What is needed
From the first line to the last, copy the data exactly.

(Stored dataset items)

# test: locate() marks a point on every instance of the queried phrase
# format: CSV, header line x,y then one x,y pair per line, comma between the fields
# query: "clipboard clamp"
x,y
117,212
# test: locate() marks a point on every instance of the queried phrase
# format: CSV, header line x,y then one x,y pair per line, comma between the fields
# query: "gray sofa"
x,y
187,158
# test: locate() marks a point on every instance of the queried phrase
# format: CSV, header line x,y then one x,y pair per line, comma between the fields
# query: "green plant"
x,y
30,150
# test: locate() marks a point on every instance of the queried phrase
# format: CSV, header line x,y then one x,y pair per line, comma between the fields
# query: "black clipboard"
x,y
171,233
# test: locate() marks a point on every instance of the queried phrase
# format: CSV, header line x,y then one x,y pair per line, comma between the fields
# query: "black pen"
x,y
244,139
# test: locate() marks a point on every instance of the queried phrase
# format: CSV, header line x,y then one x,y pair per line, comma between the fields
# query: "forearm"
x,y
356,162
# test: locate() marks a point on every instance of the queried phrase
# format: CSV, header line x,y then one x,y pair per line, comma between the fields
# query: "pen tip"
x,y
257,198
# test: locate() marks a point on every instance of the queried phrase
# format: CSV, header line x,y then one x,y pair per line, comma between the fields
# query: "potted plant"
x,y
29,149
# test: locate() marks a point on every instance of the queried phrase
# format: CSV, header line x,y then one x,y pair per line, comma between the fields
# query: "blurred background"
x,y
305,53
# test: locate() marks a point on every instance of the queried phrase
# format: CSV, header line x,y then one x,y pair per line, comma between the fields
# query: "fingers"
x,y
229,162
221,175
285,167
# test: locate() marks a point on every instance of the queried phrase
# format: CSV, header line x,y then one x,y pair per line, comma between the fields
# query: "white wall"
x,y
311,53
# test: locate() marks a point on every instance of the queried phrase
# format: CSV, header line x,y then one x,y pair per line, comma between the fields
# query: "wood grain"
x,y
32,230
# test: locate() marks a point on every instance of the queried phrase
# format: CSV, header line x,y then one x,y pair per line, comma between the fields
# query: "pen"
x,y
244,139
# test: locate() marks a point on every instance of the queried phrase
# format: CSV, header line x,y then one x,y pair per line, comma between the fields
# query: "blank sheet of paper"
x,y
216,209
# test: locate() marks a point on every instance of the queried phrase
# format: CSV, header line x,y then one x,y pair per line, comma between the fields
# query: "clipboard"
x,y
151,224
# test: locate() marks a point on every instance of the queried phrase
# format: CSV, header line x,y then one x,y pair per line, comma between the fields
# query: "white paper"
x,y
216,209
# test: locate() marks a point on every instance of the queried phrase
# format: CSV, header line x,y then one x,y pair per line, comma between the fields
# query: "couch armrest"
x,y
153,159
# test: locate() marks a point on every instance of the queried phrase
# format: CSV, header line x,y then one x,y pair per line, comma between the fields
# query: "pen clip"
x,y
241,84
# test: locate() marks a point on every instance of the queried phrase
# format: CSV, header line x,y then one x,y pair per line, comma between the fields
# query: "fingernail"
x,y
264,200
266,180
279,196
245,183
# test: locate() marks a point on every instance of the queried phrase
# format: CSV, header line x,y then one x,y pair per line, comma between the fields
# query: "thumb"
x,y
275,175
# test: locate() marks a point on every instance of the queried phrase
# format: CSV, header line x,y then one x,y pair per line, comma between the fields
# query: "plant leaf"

Solved exercise
# test: locate() marks a point on every instance of the queried phrase
# format: CSV, header line x,y then one x,y pair per line, comma between the fields
# query: "clipboard clamp"
x,y
117,212
# test: locate() marks a point on every instance of the queried phrase
# format: CSV, header line x,y then one x,y pair per line, comma between the fields
# query: "gray sofa"
x,y
187,158
# test: locate() marks a point on every instance of the queried phrase
# format: CSV, header line x,y then one x,y pair per line, comma between the fields
# query: "green plant"
x,y
30,150
# test: locate() marks a point on every instance of the queried phrase
# format: CSV, header line x,y then one x,y pair per line, comma between the fields
# query: "black clipboard"
x,y
171,233
# test: locate() marks a point on every instance of the queried phrase
# format: CSV, header line x,y then one x,y pair per line, comma between the fields
# query: "black pen"
x,y
244,139
# test: locate() marks a point on every instance of the queried phrase
# format: CSV, header line x,y then one x,y pair per line, comma between the fields
# query: "forearm"
x,y
356,162
# test: locate() marks a point on every instance of the queried phrase
# format: CSV, header line x,y then one x,y pair per line, comma between the fields
# query: "pen tip"
x,y
257,198
# test: locate() marks a point on every instance of the queried phrase
# format: CSV, header line x,y then one x,y pair per line, comma between the fields
# query: "potted plant"
x,y
29,149
# test: locate() marks a point on every instance of the queried phrase
# format: CSV, header line x,y then one x,y pair per line, comma between the fields
# query: "blurred background"
x,y
305,53
# test: locate() marks a point on every instance of the queried phrase
# format: CSV, header line x,y then one x,y pair per line, comma between the fields
# query: "fingers"
x,y
229,162
221,175
285,167
# test: locate() marks a point on every instance of the queried phrase
# format: CSV, header line x,y then one x,y pair per line, comma between the fields
# query: "white wall"
x,y
311,53
# test: locate() marks a point on every instance of the queried phrase
# format: CSV, header line x,y then one x,y pair per line, comma between the fields
# query: "wood grain"
x,y
32,230
# test: locate() marks a point on every instance of the queried phrase
# format: CSV, header line x,y then one x,y pair per line, comma between the fields
# query: "pen"
x,y
244,139
# test: locate() marks a point on every instance of the queried phrase
# format: CSV, header line x,y then one x,y pair per line, comma between the fields
# query: "blank sheet of paper"
x,y
216,209
# test: locate() marks a point on every instance of the queried phrase
# format: CSV, header line x,y then one x,y pair per line, comma between the fields
# query: "clipboard"
x,y
151,224
# test: locate() marks a point on every instance of the queried phrase
# format: CSV, header line x,y then one x,y pair per line, comma between the fields
# query: "white paper"
x,y
216,209
# test: locate() marks a point on every instance of the queried phrase
# format: CSV, header line x,y then one x,y pair per line, comma between the fields
# query: "couch armrest"
x,y
153,159
# test: locate() marks a point on every instance of the queried phrase
# format: CSV, header line x,y then one x,y pair per line, comma between the fields
# query: "pen clip"
x,y
241,84
# test: locate() marks a point on every instance of the queried phrase
# format: CSV, header line x,y then one x,y pair per line, comma between the fields
# query: "fingernail"
x,y
264,200
266,180
279,196
245,183
# test: locate() marks a point on every instance of the queried phrase
# format: CSV, header line x,y then one x,y pair per line, comma between the fields
# query: "thumb"
x,y
275,175
# test: locate() marks a point on every instance of the queried phrase
# format: CSV, header line x,y then one x,y pair per line, comma between the fields
# query: "plant leaf"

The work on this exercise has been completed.